- _TASK LIST_
- 1) Decide whether each statement below, (a) through (c), agrees with the passage on the Federal Circuit filing order, answering yes or no and quoting the deciding words of that passage. (a) Paper copies of filings must still accompany electronic copies in every case. (b) The clerk's office is encouraging the public to send questions by email. (c) Pro se plaintiffs may now start a case by fax or email.
- 2) Continue the passage on the Federal Circuit filing order, starting after its final sentence.

- _PASSAGE PROVIDED_
◇ ◇ ◇

Chief Federal Circuit Judge Sharon Prost issued an administrative order altering filing requirements Friday, in an effort to keep the court functioning while keeping its staff safe from COVID-19. The judge said the court has expanded teleworking and reduced how many staff are on-site.

Judge Prost said paper copies of filings no longer have to be submitted along with electronic copies, unless a party is directly ordered to do so. The clerk's office will still accept filings that can't be submitted any other way, or from parties not permitted to file online.

She also cleared the clerk's office to adjust how it interacts with the public by limiting its phone assistance and encouraging the public to send questions over email. There are separate email lines for those asking about a pending case, and those with more general questions.

The order also allows pro se plaintiffs to initiate a case through fax and email, suspending a rule requiring those documents to be submitted physically.

◇ ◇ ◇

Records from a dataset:

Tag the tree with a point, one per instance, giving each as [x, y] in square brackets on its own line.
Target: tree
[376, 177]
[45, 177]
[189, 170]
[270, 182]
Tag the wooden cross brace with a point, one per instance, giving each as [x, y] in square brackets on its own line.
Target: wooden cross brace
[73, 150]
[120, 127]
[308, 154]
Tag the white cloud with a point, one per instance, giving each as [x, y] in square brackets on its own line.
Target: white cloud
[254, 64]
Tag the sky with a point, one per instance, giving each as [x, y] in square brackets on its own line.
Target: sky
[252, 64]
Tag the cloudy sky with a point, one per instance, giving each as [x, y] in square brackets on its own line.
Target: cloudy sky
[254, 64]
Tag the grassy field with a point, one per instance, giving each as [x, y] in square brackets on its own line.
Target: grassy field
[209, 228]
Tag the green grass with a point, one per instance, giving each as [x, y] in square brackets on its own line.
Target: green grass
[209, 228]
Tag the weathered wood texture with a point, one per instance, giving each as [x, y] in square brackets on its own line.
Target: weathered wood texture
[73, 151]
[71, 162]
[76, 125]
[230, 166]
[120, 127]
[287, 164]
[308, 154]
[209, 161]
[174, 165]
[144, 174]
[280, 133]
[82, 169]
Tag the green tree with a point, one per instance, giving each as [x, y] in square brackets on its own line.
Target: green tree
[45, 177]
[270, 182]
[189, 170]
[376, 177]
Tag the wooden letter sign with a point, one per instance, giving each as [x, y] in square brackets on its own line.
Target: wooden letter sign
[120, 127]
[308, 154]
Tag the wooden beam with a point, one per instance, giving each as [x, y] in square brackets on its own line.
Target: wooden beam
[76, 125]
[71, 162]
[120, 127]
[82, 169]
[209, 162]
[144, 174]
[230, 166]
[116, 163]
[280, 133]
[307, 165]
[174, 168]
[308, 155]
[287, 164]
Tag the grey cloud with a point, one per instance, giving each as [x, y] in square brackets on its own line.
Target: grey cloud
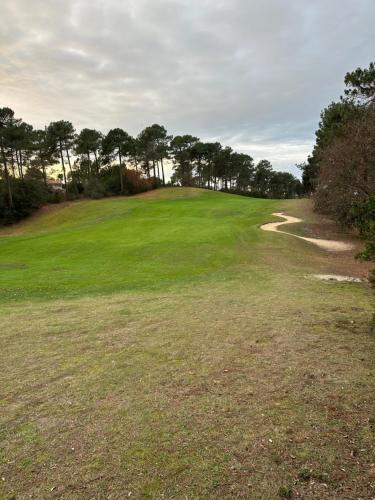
[252, 74]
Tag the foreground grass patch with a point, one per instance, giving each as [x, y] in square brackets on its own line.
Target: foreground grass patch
[249, 382]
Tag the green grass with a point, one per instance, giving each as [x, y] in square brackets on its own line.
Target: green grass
[203, 362]
[171, 237]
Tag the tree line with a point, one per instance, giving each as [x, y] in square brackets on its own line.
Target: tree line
[340, 172]
[95, 164]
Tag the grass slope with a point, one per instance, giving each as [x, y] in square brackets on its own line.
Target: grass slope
[214, 369]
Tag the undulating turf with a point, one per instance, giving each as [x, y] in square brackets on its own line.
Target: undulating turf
[165, 238]
[165, 347]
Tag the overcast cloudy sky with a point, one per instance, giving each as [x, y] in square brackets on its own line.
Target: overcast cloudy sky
[253, 74]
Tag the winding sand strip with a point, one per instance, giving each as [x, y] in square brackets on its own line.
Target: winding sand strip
[331, 245]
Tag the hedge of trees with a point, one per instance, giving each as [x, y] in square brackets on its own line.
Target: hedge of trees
[95, 165]
[341, 169]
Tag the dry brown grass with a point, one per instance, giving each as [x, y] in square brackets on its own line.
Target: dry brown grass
[252, 387]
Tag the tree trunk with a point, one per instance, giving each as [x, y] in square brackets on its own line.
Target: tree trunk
[7, 179]
[162, 171]
[12, 165]
[96, 163]
[21, 167]
[89, 163]
[120, 169]
[157, 165]
[43, 168]
[64, 172]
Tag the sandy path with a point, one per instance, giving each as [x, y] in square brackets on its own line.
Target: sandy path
[331, 245]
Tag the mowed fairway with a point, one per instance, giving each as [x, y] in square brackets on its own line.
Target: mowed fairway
[163, 346]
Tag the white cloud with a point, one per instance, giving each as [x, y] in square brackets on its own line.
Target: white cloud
[252, 74]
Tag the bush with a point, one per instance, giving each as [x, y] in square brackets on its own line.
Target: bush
[94, 189]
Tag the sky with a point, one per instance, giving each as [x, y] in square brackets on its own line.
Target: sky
[252, 74]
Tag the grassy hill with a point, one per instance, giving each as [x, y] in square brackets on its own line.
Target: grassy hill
[164, 347]
[167, 237]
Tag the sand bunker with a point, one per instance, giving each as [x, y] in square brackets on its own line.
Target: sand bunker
[331, 245]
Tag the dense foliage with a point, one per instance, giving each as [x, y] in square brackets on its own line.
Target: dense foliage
[341, 169]
[96, 165]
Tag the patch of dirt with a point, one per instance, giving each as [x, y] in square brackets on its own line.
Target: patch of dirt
[330, 245]
[338, 278]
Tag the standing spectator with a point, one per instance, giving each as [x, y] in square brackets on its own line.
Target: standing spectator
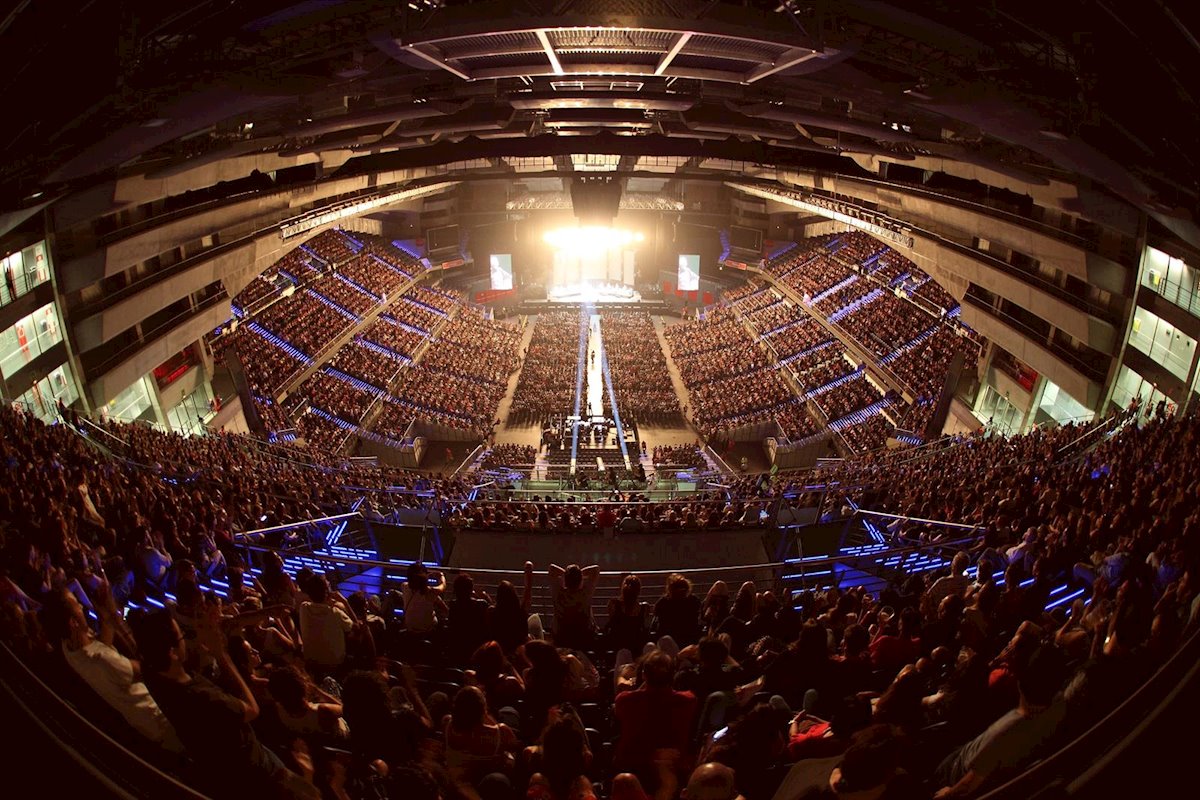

◇ ◇ ◇

- _TASK ANSWERS_
- 1)
(a) No: "paper copies of filings no longer have to be submitted along with electronic copies, unless a party is directly ordered to do so"
(b) Yes: "encouraging the public to send questions over email"
(c) Yes: "The order also allows pro se plaintiffs to initiate a case through fax and email"

- 2)
Judge Prost's order comes a few days after the ITC modified its procedures. The March 16 notice from the ITC included a temporary waiver of its requirements to file paper copies, CD-ROMs and other physical media. It mandated that all filings be submitted electronically, including those for new complaints.

Both the Federal Circuit and the ITC have already suspended in-person hearings. Likewise, the U.S. Patent and Trademark Office and U.S. Copyright Office are closed to the public.

The Centers for Disease Control and Prevention and other public health officials have been calling for people to avoid large gatherings and being in public in an effort to minimize exposure to the virus, keep hospitals and providers from being overwhelmed with too many cases, and to protect high-risk groups.